オンライン資格確認等システムの円滑導入に向け、システムベンダー等は「納得感のある適切な見積もり」提示を―社保審・医療保険部会
2021.2.18.(木)
今年(2021年)3月下旬からオンライン資格確認等システムが本格稼働するが、医療機関等での準備が十分に進んでいない。その背景には「システムベンダー等の見積もりが不明瞭で、医療機関等が納得できてない」という問題がある。適切かつ納得感のある見積もり提示が求められる―。
「医療保険の訪問看護」レセプトについても、2023年1月請求分(2022年12月診療分)からオンライン請求を原則とする―。
2月12日に開催された社会保障審議会・医療保険部会で、こういった議論が行われました。
オンライン資格確認等システムの導入、「不明瞭な見積もり」がハードルの1つ
今年(2021年)3月下旬から「オンライン資格確認等システム」が稼働します。

- 課題の内容 -
A: オンライン資格確認等システムの記事の「オンライン資格確認等システムの円滑導入に」から「ンライン請求を原則とする―。」までを、両端を含めて一字一句そのまま書き写してください。
B: オンライン資格確認等システムの記事では、「医療保険の訪問看護」レセプトのオンライン請求はいつの請求分から原則とされていますか。
C: オンライン資格確認等システムの記事を、最後の文に続けて書いてください。

- 記録データ -
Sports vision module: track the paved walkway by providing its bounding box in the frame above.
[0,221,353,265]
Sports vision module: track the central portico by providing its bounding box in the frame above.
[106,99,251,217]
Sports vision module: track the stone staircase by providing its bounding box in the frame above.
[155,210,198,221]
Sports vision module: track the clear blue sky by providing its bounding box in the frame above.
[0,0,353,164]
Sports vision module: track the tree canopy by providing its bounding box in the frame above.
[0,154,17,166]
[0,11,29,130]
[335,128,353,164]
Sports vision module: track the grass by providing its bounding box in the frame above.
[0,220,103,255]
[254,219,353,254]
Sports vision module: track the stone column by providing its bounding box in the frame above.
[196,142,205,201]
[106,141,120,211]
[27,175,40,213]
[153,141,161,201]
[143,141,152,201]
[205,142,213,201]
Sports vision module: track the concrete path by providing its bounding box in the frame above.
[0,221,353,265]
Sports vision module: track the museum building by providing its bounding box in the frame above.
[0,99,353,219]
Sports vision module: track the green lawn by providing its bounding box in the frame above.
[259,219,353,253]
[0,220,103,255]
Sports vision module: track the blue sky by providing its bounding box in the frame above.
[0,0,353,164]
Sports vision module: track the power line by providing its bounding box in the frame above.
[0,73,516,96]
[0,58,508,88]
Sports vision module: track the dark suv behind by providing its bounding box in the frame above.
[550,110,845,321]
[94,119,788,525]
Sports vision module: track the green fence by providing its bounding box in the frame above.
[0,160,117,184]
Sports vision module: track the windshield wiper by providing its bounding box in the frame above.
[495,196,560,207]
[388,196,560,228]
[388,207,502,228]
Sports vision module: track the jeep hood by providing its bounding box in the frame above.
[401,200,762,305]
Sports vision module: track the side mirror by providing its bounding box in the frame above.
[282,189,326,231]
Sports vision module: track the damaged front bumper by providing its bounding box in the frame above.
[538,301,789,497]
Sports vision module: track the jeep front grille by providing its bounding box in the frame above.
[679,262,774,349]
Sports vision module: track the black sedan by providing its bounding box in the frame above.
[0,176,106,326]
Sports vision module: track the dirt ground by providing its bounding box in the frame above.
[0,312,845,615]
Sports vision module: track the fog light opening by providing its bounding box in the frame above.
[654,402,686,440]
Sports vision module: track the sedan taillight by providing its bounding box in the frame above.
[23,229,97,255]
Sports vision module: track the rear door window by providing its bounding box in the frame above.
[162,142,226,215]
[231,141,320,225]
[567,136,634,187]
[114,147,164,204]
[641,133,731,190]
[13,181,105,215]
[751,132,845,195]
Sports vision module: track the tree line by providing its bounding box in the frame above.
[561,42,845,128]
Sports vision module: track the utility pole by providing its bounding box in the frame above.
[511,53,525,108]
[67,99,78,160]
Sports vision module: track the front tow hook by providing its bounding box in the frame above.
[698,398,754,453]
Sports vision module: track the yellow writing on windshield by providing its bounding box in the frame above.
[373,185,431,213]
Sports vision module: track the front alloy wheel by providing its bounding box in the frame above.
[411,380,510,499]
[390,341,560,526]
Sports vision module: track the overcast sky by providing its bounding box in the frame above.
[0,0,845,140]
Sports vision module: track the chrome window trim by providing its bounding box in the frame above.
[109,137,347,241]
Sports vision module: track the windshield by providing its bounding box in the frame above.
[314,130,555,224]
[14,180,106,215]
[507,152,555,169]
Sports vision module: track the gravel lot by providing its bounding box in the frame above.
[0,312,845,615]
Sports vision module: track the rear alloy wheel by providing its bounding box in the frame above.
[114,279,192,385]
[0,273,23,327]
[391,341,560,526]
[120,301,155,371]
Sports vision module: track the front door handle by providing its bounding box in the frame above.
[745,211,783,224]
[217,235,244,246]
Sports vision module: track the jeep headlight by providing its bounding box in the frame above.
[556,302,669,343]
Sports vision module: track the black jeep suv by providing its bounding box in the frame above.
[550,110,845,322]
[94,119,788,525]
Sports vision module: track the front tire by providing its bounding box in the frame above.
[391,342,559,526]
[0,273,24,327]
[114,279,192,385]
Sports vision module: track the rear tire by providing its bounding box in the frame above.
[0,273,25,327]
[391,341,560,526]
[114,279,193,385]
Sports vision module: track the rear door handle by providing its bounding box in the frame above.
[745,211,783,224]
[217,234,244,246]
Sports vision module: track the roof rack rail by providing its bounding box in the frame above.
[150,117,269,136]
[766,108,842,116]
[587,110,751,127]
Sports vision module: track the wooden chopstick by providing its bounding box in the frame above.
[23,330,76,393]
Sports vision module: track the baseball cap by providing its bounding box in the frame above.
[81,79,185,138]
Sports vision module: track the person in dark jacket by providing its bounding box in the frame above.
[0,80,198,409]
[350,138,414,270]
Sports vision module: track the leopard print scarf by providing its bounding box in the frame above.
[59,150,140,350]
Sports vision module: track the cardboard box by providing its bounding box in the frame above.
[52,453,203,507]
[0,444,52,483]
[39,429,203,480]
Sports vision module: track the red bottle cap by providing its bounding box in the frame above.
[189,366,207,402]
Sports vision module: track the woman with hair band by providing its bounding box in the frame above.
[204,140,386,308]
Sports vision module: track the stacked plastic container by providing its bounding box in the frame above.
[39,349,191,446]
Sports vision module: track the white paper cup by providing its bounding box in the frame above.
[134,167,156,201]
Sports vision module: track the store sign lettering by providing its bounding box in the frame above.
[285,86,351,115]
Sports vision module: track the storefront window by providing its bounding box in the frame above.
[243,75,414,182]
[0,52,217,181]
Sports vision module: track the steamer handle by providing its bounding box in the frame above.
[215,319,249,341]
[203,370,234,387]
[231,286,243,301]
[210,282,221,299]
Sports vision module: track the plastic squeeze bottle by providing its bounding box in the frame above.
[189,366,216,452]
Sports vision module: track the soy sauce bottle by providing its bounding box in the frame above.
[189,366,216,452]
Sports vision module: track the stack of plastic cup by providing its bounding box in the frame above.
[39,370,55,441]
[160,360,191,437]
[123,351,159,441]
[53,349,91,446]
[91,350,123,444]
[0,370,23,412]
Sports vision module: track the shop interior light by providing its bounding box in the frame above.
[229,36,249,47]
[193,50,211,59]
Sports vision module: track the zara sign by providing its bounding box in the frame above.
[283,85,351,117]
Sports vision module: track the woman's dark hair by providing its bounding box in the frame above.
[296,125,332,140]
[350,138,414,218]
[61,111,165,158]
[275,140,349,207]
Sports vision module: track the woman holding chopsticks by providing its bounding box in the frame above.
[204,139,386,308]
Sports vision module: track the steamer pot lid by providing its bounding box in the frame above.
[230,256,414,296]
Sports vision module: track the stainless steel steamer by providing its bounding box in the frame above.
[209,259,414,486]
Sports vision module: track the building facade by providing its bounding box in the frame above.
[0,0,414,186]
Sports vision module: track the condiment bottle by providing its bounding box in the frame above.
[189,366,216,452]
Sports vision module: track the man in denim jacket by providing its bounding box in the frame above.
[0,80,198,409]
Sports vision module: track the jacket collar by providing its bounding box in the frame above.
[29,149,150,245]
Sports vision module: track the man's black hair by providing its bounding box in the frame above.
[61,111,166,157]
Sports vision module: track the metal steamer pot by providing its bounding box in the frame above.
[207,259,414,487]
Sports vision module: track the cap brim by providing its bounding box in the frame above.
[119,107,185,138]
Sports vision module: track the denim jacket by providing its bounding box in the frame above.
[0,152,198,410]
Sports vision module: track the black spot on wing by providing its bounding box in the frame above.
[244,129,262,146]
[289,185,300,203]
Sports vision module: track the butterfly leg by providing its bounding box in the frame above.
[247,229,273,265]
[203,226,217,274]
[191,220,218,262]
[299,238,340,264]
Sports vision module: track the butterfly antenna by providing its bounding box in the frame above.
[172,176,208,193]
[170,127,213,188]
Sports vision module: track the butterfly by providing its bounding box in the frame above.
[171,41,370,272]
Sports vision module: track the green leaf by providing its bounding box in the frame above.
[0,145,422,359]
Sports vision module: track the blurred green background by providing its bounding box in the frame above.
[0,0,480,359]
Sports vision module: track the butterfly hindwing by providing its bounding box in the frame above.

- 解答 -
A:
オンライン資格確認等システムの円滑導入に向け、システムベンダー等は「納得感のある適切な見積もり」提示を―社保審・医療保険部会
2021.2.18.(木)
今年(2021年)3月下旬からオンライン資格確認等システムが本格稼働するが、医療機関等での準備が十分に進んでいない。その背景には「システムベンダー等の見積もりが不明瞭で、医療機関等が納得できてない」という問題がある。適切かつ納得感のある見積もり提示が求められる―。
「医療保険の訪問看護」レセプトについても、2023年1月請求分(2022年12月診療分)からオンライン請求を原則とする―。

B: 2023年1月請求分(2022年12月診療分)から。

C:
公的医療保険制度(健康保険制度)は、病気やケガといった保険事故に備えて加入者(被保険者)が保険料を納め、事故に遭遇した際に、保険から給付(年齢や所得に応じて医療費の7-9割を給付、さらに高額療養費制度などによる手厚い給付も行われる)が行われる仕組みです。
医療保険に加入していない人にはこうした給付が行われない(全額自己負担となる)ことから、医療機関等の窓口では「患者がどの医療保険に加入しているのか」を被保険者証(保険証)で確認します(資格確認)。しかし現在、この資格確認は、事実上「レセプト請求の中で行う」こととなるため、医療機関窓口で「この患者は、被保険者証本人に記載されている本人なのか」「提示された被保険者証は有効か」を確実に確認することができません。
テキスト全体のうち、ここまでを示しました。